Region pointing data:
((

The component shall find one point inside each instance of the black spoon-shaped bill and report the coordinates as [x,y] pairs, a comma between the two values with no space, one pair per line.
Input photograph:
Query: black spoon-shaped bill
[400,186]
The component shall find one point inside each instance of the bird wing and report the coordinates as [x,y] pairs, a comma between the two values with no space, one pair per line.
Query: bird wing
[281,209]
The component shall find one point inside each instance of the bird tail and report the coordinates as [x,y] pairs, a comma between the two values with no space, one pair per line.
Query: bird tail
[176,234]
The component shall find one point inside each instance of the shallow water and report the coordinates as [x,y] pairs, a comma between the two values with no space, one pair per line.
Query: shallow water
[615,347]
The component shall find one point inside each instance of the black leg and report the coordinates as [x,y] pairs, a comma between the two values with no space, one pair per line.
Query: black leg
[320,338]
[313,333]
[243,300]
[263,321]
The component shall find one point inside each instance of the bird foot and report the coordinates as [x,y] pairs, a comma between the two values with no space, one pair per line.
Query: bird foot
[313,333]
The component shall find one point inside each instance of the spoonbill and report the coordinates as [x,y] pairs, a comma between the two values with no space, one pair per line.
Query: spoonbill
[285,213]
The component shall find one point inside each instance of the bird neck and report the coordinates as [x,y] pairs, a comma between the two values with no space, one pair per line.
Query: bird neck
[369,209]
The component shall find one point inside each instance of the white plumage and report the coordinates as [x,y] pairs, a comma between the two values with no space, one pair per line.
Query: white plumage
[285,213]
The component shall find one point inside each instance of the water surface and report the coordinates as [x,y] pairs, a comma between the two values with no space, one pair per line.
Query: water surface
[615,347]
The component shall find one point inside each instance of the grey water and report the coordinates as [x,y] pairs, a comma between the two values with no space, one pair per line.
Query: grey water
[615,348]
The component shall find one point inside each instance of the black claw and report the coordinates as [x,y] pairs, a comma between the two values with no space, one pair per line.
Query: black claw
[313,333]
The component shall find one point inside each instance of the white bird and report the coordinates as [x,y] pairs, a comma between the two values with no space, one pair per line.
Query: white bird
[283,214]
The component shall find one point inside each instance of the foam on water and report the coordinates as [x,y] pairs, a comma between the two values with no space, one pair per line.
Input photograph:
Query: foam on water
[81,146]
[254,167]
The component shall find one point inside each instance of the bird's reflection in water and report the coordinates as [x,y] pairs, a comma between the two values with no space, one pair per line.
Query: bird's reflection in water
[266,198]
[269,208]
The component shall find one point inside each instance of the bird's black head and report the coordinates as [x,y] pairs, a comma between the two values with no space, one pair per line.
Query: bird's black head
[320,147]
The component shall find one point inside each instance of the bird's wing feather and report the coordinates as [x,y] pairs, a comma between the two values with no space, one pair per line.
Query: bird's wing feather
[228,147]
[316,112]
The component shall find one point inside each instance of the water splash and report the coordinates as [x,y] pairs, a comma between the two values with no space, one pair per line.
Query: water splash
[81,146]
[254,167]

))

→ **Task goal**
With no additions or omissions, transcribe every record.

→ **Reply to the task**
The component shall find one point inside each instance of the black spoon-shaped bill and report the coordinates as [x,y] pairs, a comma between the two values with no space, one pair per line.
Input photograph:
Query: black spoon-shaped bill
[400,186]
The component shall find one point inside each instance of the bird wing and report the coordinates as [x,y] pairs, a comma between the two values with no space, one pair per line.
Query: bird wing
[281,209]
The component shall find one point inside each instance of the bird tail and report the coordinates as [x,y] pairs, a comma between the two values with no space, one pair per line.
Query: bird tail
[176,234]
The component shall find one point inside each instance of the shallow water and report the coordinates as [x,y] pairs, a comma between the two values with no space, one pair per line.
Query: shallow water
[615,347]
The component shall find one point inside each instance of the black leg and report the coordinates as [x,y] pairs, a comma between the two values with no space, one pair per line.
Query: black leg
[320,338]
[313,333]
[243,300]
[263,321]
The component shall find one point inside each instance of the bird foot and report the coordinates as [x,y] pairs, a comma between the two values with no space, one pair per line.
Query: bird foot
[313,333]
The component shall find one point inside each instance of the spoonbill and report the coordinates as [x,y] pairs, a comma between the two values with no space, one pair per line.
Query: spoonbill
[285,213]
The component shall find one point inside each instance of the bird neck and report the coordinates as [x,y] pairs, a comma between the two values with no space, one pair per line.
Query: bird neck
[369,209]
The component shall find one point inside each instance of the white plumage and report the coordinates as [x,y] pairs, a comma between the two values with no space, one pair per line.
Query: white plumage
[285,213]
The component shall find one point inside each instance of the water surface and report the coordinates as [x,y] pairs, a comma between the two values with no space, one pair per line.
Query: water surface
[615,347]
The component shall find one point inside each instance of the grey water and report the coordinates as [x,y] pairs, a comma between the two values with no space, one pair per line.
Query: grey water
[615,348]
The component shall find one point inside each instance of the black claw and report the coordinates as [x,y] pairs, a comma between the two values with no space, one pair per line.
Query: black claw
[313,333]
The component shall find one point inside each instance of the white bird and report the coordinates as [x,y] pairs, a comma between the two values with no space, one pair per line.
Query: white bird
[283,214]
The component shall find one point inside each instance of the foam on water and report the coordinates as [x,y] pairs, a comma between the two values with no space, one pair per line.
Input photograph:
Query: foam on water
[81,146]
[254,167]
The component shall find one point inside each instance of the bird's reflection in water and report the coordinates as [x,y] pairs, a comma between the two values with no space, one pair per line.
Query: bird's reflection in water
[266,198]
[269,208]
The component shall find one point inside each instance of the bird's black head and report the coordinates as [x,y] pairs, a comma between the two values with no space, one pair per line.
Query: bird's black head
[320,147]
The component shall find one point inside each instance of the bird's wing feather and report the coordinates as [x,y] pairs, a comma between the two values with no space, one pair per line.
Query: bird's wing feather
[228,147]
[316,112]
The component shall find one point inside each instance of the water splash and report the coordinates as [x,y] pairs, a comma between the two values with no space, one pair per line.
Query: water splash
[81,146]
[254,167]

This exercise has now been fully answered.